[START OF SUPPLIED RECORDS]

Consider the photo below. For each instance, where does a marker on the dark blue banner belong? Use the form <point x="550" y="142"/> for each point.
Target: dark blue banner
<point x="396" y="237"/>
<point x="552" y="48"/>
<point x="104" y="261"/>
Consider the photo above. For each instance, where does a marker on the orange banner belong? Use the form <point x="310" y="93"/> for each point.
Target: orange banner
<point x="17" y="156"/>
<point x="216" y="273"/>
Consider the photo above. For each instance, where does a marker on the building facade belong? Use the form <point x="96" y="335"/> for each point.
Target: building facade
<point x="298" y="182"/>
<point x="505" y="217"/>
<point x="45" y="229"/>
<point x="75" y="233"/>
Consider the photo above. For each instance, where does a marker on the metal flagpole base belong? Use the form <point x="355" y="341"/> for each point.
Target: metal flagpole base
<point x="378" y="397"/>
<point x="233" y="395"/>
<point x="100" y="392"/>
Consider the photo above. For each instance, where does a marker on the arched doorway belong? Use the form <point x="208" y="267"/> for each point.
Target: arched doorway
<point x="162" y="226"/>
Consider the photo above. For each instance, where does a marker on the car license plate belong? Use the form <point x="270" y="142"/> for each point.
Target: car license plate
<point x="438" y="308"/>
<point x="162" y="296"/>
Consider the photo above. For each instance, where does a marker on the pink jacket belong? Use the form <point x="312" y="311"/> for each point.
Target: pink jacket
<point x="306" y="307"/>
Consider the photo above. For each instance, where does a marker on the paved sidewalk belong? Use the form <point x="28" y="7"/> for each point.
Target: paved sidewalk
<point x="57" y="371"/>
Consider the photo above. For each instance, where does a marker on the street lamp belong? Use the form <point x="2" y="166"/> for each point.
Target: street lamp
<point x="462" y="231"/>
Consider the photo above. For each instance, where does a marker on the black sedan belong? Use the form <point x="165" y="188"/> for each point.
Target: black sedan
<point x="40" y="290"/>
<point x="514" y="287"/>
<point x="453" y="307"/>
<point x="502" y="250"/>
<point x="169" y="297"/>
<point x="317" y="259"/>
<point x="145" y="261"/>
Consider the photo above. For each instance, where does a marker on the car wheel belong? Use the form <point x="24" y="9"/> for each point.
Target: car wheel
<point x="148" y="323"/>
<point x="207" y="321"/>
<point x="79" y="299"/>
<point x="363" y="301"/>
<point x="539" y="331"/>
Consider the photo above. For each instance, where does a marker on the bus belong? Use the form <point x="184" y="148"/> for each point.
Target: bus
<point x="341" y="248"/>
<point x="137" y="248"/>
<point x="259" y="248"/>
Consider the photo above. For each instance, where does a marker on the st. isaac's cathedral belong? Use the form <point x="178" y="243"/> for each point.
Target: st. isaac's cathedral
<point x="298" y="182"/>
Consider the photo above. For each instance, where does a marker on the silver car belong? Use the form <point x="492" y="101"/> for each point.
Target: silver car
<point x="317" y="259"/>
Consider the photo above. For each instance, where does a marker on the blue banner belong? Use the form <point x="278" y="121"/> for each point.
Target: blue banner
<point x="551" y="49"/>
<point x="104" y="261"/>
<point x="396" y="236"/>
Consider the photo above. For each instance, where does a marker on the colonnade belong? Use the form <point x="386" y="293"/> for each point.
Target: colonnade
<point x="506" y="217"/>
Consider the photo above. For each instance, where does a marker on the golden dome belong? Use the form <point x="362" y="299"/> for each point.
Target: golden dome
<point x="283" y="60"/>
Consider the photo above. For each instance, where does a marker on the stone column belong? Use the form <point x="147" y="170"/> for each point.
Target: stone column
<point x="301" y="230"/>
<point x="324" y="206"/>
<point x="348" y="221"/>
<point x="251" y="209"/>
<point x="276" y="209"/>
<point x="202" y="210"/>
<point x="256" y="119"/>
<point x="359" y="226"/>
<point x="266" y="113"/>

[END OF SUPPLIED RECORDS]
[START OF SUPPLIED RECORDS]

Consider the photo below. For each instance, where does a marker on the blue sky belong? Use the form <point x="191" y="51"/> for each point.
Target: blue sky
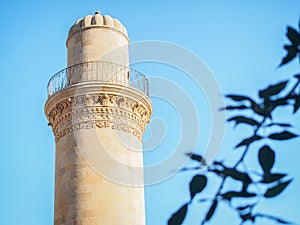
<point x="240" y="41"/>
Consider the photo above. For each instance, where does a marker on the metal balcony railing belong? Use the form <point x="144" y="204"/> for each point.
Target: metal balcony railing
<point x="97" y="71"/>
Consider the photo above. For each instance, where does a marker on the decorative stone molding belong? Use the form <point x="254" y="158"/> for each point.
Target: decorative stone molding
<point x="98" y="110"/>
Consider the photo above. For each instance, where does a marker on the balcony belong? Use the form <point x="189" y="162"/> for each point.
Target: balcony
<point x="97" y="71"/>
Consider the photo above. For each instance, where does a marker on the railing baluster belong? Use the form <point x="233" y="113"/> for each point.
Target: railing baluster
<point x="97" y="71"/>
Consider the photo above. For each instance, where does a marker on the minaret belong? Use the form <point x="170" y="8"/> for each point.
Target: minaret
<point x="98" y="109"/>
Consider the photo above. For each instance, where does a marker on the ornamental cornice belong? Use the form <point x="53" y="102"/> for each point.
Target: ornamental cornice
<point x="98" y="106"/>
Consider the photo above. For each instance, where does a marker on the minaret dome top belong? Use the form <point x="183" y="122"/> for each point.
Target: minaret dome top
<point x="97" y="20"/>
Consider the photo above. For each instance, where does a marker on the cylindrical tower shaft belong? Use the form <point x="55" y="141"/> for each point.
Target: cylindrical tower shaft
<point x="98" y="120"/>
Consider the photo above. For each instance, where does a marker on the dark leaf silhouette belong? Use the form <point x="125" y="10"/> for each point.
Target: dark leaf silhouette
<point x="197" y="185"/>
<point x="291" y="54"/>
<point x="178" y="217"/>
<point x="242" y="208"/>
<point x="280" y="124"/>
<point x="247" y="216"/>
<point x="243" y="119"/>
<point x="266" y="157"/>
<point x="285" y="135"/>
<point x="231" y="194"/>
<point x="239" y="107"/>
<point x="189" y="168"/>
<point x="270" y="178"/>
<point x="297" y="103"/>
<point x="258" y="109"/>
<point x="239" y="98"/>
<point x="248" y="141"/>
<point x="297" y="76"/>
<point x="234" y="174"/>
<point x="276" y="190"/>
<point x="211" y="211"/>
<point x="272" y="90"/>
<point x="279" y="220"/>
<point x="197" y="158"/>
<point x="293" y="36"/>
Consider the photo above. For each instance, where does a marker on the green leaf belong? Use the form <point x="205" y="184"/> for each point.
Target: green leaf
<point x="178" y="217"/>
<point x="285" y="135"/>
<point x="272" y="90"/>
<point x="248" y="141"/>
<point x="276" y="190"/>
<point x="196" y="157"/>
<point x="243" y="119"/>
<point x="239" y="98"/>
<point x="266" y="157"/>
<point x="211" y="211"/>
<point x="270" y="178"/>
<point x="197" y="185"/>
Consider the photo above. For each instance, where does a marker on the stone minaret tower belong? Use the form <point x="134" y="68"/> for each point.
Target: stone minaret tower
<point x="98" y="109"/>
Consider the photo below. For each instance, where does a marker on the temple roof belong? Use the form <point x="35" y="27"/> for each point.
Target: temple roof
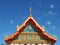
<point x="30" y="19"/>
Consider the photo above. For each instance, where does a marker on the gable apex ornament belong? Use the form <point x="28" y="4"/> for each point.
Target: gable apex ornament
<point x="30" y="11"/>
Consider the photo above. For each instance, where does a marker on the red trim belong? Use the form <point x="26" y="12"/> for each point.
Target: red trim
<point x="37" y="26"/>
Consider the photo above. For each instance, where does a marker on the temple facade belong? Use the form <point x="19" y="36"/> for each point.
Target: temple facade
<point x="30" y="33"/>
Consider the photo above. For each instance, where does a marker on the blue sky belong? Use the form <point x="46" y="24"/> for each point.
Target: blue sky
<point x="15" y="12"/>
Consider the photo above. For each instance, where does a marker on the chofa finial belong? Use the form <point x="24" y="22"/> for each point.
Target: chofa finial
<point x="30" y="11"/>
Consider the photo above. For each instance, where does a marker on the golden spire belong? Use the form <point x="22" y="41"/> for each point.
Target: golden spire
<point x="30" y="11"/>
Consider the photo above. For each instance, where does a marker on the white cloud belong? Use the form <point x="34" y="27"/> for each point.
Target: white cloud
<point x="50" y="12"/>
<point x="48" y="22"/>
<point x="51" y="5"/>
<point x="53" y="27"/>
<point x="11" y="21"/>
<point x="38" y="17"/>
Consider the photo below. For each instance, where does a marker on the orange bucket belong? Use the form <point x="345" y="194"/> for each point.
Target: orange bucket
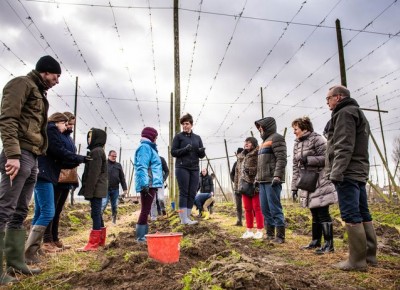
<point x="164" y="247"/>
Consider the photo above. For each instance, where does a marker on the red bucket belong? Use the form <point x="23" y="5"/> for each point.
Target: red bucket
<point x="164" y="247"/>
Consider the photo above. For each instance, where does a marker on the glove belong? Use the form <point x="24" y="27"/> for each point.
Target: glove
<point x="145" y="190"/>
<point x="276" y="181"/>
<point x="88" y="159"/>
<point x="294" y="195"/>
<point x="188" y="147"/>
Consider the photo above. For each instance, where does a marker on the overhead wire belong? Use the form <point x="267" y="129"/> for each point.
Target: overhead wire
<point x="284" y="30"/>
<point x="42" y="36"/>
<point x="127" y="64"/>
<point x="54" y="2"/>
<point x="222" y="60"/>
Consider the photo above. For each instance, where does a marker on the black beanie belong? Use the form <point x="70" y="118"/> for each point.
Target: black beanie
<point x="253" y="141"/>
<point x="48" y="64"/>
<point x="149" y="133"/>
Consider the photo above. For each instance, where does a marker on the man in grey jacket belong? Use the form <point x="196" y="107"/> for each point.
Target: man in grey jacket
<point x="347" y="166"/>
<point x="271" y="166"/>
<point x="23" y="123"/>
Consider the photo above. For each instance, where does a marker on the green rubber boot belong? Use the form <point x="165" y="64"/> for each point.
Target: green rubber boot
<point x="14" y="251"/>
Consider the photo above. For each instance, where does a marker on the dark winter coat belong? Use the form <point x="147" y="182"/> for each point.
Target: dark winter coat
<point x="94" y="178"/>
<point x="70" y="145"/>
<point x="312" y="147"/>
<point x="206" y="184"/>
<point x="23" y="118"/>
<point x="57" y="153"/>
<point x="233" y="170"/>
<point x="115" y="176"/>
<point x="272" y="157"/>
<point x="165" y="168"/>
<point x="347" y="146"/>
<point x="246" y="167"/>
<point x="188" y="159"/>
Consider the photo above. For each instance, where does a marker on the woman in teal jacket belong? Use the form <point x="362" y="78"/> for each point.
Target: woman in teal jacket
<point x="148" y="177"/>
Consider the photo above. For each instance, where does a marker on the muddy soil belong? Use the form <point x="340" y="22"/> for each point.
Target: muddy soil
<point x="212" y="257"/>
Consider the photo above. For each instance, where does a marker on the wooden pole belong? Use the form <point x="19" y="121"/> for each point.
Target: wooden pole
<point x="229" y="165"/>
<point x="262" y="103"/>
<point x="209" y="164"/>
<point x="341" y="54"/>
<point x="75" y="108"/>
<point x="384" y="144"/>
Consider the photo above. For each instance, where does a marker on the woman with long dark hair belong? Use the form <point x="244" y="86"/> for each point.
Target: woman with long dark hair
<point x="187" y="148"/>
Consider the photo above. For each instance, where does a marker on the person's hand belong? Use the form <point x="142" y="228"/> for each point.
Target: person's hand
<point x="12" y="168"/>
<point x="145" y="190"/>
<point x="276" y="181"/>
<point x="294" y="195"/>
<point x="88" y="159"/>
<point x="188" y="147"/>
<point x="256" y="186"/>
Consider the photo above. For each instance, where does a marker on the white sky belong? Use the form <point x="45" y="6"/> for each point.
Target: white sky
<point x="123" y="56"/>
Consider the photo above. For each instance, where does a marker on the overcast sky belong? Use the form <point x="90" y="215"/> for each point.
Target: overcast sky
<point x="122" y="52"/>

[END OF SUPPLIED RECORDS]

PROMPT: Tally the lines above that contain the string "wire", treating uppercase and lowercase as different, and reply with the count alone.

RESPONSE: 2